Text extract:
* * * *
Airports have always been special to me. They are the first step of every flying trip as the obligatory exit point of the country. After going through security, you end up in this transition space where you can only go forward. My stomachs always fills up with butterflies as anticipation and fear overcomes me before the amazing journey that I am going to experience. Which city am I going to visit? Will I be able to meet people on the road? What will the food be like? Though, the question always in the back of my mind: Is this trip going to change me? Will it completely alter my life? Will I be able to live the same way when I return? As I sit there waiting for my plane, I’m overwhelmed by all those questions that I hope I’ll have answered when I reach the end of the adventures. Only one thing is certain, there is no backing down now.
First Round
My trip to Malaysia and Thailand changed a lot of things for me. My eyes were now open on a world I just wanted to experience. I discovered allot about myself in my interactions with everything that surrounded me. However, these changes were not easy to bring back with me.
During the return trip, in Tokyo’s airport, the only thought in my head was: Why am I coming back? I sat there in the empty terminal, thinking. How will I be able to continue with my job, my boring routine and my empty apartment? How can I go back to a country to which I have no attachment, except for my friends and family. I have so much to see, explore and discover. At that moment, I had nothing to look forward to. I brought all these feelings back with me to Canada. Two months after coming back, I was still struggling to find meaning. I couldn’t go through the post trip blues. Waking up in the morning asking myself why am I really here? Something had changed inside of me, and I realized it would never come back to the way it was before.
* * * *
Task prompt:
Answer these questions about the travel essay:
(a) Which two countries did the trip described under "First Round" cover?
(b) In which city's airport did the writer sit during the return trip?
(c) How long after coming back was the writer still struggling to find meaning?
The records that come after this text are separate material and have no connection to it.

Records provided:
* * * *
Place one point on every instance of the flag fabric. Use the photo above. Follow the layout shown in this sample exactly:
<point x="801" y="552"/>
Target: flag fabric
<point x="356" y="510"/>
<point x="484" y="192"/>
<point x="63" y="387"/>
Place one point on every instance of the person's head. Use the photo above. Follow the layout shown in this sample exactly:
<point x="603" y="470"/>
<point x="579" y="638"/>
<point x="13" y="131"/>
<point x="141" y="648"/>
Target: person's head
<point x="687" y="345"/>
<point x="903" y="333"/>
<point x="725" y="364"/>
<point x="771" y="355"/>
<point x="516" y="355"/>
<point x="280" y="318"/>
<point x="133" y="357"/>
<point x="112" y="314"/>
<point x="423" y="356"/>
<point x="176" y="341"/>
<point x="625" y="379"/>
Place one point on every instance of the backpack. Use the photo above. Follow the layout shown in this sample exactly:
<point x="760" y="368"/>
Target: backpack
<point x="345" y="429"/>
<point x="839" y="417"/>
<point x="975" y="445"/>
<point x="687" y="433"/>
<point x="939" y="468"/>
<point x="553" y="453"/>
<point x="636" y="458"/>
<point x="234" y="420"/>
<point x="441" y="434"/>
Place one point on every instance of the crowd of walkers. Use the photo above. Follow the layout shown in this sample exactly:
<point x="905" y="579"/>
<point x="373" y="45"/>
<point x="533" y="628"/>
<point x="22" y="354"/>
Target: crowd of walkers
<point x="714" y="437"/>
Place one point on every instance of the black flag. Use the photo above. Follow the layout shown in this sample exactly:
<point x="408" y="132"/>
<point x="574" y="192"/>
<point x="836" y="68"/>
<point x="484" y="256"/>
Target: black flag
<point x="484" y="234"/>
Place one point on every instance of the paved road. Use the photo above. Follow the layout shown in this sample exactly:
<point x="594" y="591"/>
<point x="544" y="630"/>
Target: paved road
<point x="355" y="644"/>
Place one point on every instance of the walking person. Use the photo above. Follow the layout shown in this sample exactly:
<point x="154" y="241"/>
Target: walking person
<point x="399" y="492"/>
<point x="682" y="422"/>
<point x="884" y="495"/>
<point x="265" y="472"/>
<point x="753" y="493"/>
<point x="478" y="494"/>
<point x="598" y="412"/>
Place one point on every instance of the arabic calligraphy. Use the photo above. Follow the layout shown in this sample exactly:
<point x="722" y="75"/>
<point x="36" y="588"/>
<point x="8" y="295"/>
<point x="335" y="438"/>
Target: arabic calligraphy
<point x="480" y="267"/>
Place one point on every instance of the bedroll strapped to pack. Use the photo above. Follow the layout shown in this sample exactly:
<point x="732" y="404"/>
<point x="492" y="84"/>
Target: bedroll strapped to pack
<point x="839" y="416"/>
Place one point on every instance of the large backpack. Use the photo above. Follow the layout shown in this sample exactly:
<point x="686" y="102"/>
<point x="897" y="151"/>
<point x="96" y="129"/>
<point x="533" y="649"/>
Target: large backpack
* * * *
Result of the task:
(a) Malaysia and Thailand
(b) Tokyo
(c) Two months